Given problem — Change every "instance" in the records below to "occurrence" and give the records again with everything else unchanged. Leave the pictures out.

Dataset rows —
━━━━━━━━━━

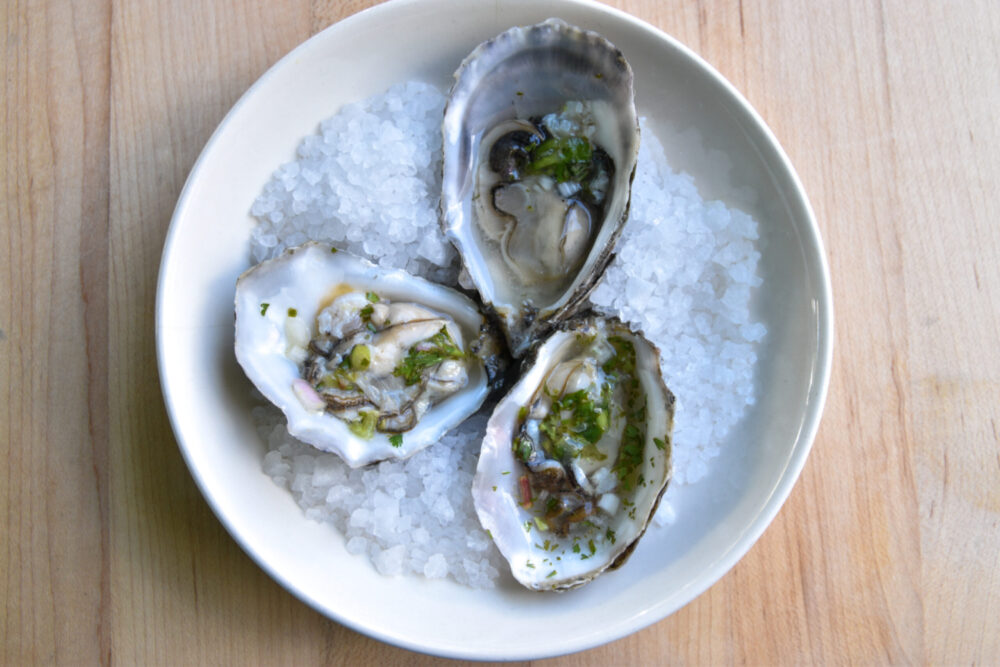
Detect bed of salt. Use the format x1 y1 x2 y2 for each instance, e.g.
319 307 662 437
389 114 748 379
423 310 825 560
251 82 766 588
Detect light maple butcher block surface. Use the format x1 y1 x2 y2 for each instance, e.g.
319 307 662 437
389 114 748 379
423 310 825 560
0 0 1000 665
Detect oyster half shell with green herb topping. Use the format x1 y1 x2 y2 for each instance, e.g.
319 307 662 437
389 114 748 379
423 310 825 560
236 243 501 467
472 316 674 591
441 19 639 358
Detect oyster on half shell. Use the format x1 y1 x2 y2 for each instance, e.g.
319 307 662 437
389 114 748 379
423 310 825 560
441 19 639 357
236 243 501 467
472 316 674 591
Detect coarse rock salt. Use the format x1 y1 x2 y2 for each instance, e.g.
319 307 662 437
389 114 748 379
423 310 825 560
250 82 767 588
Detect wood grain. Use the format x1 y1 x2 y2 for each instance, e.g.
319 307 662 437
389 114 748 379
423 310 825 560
0 0 1000 665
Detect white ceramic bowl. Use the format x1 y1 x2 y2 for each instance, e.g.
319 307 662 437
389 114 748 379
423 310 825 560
157 0 833 659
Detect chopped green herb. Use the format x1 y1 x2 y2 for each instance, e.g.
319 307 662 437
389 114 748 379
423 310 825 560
350 344 372 370
392 327 465 387
527 136 594 183
514 435 534 463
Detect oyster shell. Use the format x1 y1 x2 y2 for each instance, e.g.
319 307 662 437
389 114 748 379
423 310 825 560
235 243 500 467
441 19 639 357
472 316 674 591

━━━━━━━━━━

Reply —
Detect bed of salt. Use the format x1 y1 x2 y2 for each occurrence, e.g.
319 307 662 437
389 114 748 379
423 310 825 560
251 82 766 588
Detect light maple butcher block surface. Use the format x1 y1 x2 y2 for each occurrence, e.g.
319 307 662 437
389 114 748 379
423 310 825 560
0 0 1000 665
Detect oyster half shell with green herb topping. Use the format x1 y1 x2 y2 for each occurrence, e.g.
319 307 662 437
389 114 748 379
423 310 825 560
236 243 501 467
472 316 674 591
441 19 639 358
Detect oyster on half shell. Use the format x1 y1 x2 y2 for each occurrence, e.g.
319 307 662 437
389 114 748 379
423 310 825 560
441 19 639 357
236 243 501 467
472 316 674 591
Detect coarse rock salt. Use the format x1 y1 x2 y2 for each occurrence, e.g.
319 307 662 437
389 114 748 379
423 310 825 560
250 82 767 588
Detect wood grain. Use the format x1 y1 x2 y2 for each occurrence, e.g.
319 307 662 437
389 114 748 379
423 310 825 560
0 0 1000 665
Detect white ceramic bowl. Use the format x1 y1 x2 y2 for each occurrence, e.g.
319 307 662 437
389 114 748 379
423 310 825 560
157 0 833 659
Detect chopped green herb. Use the format x1 y1 x2 y2 for each occurrence, e.g.
319 307 662 437
389 114 748 379
423 310 825 560
350 344 372 370
392 327 465 387
527 136 594 183
514 435 534 463
Detect oyster shell. Use the format x1 y1 x2 y2 for each occurrence, e.g.
319 307 662 437
389 114 748 379
423 310 825 560
235 243 500 467
441 19 639 357
472 316 674 591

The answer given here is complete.